Could you put the records below into a numbered list, with blank lines dropped and the pictures left out?

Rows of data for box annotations
## Start

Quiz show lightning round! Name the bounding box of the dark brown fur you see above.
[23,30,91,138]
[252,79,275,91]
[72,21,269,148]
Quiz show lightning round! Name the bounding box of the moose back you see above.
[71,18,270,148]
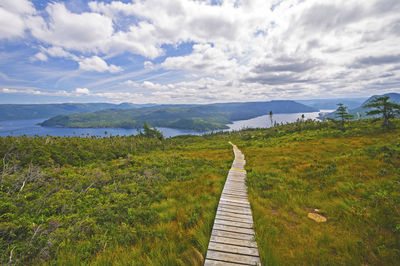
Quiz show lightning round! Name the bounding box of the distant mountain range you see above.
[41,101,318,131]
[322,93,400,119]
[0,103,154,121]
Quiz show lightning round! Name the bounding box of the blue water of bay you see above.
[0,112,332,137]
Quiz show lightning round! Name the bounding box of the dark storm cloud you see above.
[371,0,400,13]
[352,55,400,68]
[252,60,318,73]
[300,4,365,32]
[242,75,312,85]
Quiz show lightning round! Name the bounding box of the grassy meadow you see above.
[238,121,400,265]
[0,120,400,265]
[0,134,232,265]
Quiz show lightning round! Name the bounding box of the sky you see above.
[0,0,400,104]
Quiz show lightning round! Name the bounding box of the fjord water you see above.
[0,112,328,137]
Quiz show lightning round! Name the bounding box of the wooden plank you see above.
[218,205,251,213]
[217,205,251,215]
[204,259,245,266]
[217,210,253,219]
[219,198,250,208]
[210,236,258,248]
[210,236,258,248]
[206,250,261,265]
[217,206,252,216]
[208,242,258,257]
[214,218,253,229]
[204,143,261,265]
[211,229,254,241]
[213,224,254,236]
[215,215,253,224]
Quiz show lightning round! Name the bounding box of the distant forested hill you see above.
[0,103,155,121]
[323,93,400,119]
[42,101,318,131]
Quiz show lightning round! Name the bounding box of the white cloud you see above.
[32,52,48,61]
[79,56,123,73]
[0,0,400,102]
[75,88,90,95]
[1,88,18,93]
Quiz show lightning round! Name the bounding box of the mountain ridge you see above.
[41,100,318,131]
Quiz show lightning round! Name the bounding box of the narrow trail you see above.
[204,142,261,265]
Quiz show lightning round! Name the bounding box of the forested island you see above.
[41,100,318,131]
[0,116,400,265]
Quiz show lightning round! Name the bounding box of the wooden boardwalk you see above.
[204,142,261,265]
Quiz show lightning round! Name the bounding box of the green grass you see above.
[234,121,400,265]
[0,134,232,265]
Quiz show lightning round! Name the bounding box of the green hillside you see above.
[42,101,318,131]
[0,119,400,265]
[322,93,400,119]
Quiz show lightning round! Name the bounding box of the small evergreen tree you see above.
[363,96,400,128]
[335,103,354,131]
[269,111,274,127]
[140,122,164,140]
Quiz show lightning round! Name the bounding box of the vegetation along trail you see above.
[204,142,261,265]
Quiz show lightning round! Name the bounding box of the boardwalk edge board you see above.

## End

__Reply to the task__
1. Quiz show lightning round! Name the bounding box of the dark brown fur you see above.
2. [23,30,91,138]
3. [252,79,275,91]
4. [72,21,269,148]
5. Quiz show lightning round! Name the bounding box of the moose back you see above.
6. [71,18,270,148]
7. Quiz show lightning round! Name the bounding box of the distant mountain range you see above.
8. [41,101,318,131]
9. [322,93,400,119]
10. [0,103,154,121]
11. Quiz show lightning round! Name the bounding box of the blue water of bay you see above.
12. [0,112,332,137]
13. Quiz show lightning round! Name the bounding box of the dark storm cloud you see above.
14. [371,0,400,13]
15. [352,55,400,68]
16. [252,60,318,73]
17. [300,4,365,32]
18. [242,75,312,85]
19. Quiz show lightning round! Name the bounding box of the grassy meadow you see above.
20. [238,121,400,265]
21. [0,120,400,265]
22. [0,134,232,265]
23. Quiz show lightning round! Name the bounding box of the sky you see above.
24. [0,0,400,104]
25. Quiz show lightning round! Name the bounding box of the fjord water you see above.
26. [0,112,328,137]
27. Quiz show lightning round! Name the bounding box of the wooden plank you see above.
28. [218,205,251,213]
29. [217,205,251,215]
30. [204,259,245,266]
31. [217,210,253,219]
32. [219,198,250,208]
33. [210,236,258,248]
34. [210,236,258,248]
35. [206,250,261,265]
36. [217,206,252,216]
37. [208,242,258,257]
38. [214,218,253,229]
39. [204,143,261,265]
40. [211,229,254,241]
41. [213,224,254,236]
42. [215,215,253,224]
43. Quiz show lightning round! Name the bounding box of the distant forested hill you see above.
44. [0,103,155,121]
45. [323,93,400,119]
46. [42,101,318,131]
47. Quiz show lightning round! Name the bounding box of the white cloud you see above.
48. [32,52,48,61]
49. [79,56,123,73]
50. [0,0,400,102]
51. [75,88,90,95]
52. [1,88,18,93]
53. Quiz show lightning round! Name the bounding box of the mountain ridge you see above.
54. [41,100,318,131]
55. Quiz show lightning round! Name the bounding box of the narrow trail you see above.
56. [204,142,261,265]
57. Quiz show lightning round! Name the bounding box of the forested island you see above.
58. [41,100,318,131]
59. [0,116,400,265]
60. Quiz show lightning round! Name the bounding box of the wooden boardwalk you see above.
61. [204,142,261,265]
62. Quiz show lightning round! Name the bounding box of the green grass you see above.
63. [234,121,400,265]
64. [0,134,232,265]
65. Quiz show lightning round! Name the bounding box of the green hillside you see above.
66. [42,101,318,131]
67. [0,119,400,265]
68. [322,93,400,119]
69. Quiz show lightning round! Name the bounding box of the small evergreen tree you see above.
70. [363,96,400,128]
71. [335,103,354,131]
72. [269,111,274,127]
73. [140,122,164,140]
74. Quiz show lightning round! Name the bounding box of the vegetation along trail you see above.
75. [204,142,261,265]
76. Quiz show lightning round! Name the bounding box of the boardwalk edge board you see above.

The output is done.